> Einträge zur Positionsannotation
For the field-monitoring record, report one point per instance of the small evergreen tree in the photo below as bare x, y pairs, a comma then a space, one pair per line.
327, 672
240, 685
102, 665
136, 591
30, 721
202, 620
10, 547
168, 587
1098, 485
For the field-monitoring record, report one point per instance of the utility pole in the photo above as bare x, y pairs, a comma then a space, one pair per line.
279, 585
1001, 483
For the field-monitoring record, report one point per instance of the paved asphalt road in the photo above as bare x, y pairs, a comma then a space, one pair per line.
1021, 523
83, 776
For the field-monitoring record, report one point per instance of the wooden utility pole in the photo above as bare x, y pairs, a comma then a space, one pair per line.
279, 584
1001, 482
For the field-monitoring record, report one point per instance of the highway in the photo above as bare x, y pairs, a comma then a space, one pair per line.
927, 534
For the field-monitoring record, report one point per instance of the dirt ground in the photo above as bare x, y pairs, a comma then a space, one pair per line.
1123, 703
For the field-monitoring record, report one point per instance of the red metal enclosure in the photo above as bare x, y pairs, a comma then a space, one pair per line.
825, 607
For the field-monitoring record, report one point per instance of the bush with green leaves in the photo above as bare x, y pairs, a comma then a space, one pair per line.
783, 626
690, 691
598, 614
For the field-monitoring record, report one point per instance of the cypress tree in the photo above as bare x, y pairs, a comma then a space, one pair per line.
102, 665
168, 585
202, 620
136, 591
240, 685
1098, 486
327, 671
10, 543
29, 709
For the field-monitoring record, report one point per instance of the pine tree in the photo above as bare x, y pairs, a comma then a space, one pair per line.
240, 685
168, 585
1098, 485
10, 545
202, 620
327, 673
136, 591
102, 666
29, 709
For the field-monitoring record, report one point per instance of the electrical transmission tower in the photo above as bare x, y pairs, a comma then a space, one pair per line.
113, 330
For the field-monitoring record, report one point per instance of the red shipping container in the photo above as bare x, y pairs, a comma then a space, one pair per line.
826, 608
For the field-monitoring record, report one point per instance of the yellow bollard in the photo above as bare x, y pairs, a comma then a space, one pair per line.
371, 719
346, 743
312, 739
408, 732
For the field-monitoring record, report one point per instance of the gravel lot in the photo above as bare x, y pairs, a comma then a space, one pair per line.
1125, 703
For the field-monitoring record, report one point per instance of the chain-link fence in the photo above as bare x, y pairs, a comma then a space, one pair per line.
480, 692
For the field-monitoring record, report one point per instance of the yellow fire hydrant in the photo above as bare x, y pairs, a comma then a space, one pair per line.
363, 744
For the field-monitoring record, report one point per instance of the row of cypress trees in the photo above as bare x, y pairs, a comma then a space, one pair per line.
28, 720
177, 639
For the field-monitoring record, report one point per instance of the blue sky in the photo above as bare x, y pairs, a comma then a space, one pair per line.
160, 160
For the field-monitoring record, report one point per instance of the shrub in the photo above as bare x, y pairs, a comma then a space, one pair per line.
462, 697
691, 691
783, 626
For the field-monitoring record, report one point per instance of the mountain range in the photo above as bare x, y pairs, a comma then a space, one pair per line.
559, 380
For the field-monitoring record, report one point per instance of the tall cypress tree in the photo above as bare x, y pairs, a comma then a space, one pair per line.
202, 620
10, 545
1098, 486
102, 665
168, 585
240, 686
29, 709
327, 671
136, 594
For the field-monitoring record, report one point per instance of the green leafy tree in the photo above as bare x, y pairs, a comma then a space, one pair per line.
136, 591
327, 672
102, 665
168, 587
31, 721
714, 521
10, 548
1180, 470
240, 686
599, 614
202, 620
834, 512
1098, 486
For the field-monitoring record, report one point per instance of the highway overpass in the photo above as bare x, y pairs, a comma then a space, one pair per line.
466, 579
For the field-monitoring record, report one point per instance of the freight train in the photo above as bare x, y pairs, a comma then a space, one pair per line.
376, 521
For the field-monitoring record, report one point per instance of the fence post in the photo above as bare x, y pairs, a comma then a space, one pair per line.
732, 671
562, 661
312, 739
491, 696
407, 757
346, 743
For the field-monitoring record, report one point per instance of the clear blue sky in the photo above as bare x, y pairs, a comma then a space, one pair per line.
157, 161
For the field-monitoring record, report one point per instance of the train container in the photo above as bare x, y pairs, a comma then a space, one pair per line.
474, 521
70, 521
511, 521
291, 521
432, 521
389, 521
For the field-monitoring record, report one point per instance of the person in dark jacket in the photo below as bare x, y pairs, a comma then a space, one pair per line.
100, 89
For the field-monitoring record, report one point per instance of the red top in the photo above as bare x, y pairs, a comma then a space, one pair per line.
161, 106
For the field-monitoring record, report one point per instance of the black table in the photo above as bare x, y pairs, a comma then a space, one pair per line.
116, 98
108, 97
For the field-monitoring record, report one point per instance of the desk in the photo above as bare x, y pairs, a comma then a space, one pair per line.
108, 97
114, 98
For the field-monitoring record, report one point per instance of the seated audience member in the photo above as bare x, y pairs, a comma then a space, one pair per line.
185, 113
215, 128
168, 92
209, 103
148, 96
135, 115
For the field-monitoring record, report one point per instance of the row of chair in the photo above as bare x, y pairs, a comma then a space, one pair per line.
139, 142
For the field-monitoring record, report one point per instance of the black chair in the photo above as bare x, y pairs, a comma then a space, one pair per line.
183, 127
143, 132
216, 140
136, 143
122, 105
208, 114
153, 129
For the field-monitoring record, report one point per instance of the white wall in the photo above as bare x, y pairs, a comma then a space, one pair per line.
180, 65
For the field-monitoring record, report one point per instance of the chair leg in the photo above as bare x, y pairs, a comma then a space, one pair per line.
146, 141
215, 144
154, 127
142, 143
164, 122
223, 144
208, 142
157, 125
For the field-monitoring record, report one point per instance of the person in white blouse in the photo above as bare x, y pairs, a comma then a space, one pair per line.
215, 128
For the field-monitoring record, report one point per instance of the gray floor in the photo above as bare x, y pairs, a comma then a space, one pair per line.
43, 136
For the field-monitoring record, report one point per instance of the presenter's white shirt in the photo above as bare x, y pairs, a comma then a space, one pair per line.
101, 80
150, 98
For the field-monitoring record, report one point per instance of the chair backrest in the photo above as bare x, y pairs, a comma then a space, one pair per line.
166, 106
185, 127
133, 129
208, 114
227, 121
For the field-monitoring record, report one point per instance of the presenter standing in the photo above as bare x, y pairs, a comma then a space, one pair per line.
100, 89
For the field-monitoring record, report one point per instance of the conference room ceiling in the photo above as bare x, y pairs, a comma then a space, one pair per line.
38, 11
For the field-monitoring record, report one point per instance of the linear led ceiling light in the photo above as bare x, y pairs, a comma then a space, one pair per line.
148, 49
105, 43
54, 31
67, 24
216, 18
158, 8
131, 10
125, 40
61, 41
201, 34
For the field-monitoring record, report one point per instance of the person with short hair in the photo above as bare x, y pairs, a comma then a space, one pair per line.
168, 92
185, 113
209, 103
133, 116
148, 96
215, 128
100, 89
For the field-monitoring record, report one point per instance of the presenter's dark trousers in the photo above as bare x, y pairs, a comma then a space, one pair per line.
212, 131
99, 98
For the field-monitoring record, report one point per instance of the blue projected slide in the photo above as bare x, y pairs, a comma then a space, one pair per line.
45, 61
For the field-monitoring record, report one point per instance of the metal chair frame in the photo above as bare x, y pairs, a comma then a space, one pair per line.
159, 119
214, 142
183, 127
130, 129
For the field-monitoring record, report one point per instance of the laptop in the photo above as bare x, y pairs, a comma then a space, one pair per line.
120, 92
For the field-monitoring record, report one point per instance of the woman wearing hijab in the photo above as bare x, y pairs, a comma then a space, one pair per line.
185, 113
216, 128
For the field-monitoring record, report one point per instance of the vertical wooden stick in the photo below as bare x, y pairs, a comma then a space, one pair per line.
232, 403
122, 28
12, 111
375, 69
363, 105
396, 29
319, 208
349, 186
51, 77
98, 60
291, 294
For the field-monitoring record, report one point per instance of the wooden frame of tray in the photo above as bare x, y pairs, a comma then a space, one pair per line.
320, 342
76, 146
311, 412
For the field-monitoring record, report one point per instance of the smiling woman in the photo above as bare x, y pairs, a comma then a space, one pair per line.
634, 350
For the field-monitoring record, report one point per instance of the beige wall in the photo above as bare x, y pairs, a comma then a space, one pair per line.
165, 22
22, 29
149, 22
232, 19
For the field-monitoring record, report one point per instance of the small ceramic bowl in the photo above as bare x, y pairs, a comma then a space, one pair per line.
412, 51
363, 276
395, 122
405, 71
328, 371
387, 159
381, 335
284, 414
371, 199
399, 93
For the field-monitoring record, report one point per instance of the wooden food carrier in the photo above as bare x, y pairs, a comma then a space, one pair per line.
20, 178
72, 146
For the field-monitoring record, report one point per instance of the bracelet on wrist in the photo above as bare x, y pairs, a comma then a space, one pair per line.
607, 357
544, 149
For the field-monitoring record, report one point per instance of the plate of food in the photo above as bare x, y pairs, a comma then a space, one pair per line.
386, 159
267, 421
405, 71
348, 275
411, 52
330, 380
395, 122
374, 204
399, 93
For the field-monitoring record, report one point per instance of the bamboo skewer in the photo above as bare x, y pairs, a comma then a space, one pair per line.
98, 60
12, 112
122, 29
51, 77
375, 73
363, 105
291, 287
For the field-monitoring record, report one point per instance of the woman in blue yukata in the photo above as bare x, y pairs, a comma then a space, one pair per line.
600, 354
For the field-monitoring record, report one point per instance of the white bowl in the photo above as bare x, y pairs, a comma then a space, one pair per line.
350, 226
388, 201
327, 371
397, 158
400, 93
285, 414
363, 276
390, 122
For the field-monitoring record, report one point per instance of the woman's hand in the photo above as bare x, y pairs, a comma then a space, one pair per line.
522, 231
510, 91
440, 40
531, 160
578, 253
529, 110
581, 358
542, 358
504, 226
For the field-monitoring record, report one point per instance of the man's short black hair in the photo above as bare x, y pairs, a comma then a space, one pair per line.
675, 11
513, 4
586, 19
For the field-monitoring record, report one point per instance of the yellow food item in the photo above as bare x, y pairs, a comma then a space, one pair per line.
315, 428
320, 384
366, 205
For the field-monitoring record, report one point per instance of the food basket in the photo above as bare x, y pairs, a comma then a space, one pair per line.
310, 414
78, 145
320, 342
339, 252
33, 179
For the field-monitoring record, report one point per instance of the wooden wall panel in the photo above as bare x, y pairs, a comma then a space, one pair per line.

> Aufgabe
Ersetze im Abschnitt, der mit der Zeile mit „of the food“ beginnt und bis zum Ende der Einträge reicht, „food basket“ durch „wicker basket“ und gib nur diesen Abschnitt sonst unverändert wieder.

> Antwort
For the field-monitoring record, report one point per instance of the wicker basket in the photo above as bare x, y pairs, a comma then a space, one pair per line.
310, 414
78, 145
320, 342
339, 252
33, 179
For the field-monitoring record, report one point per instance of the wooden wall panel in the photo above as bare x, y pairs, a comma then a space, one pair per line.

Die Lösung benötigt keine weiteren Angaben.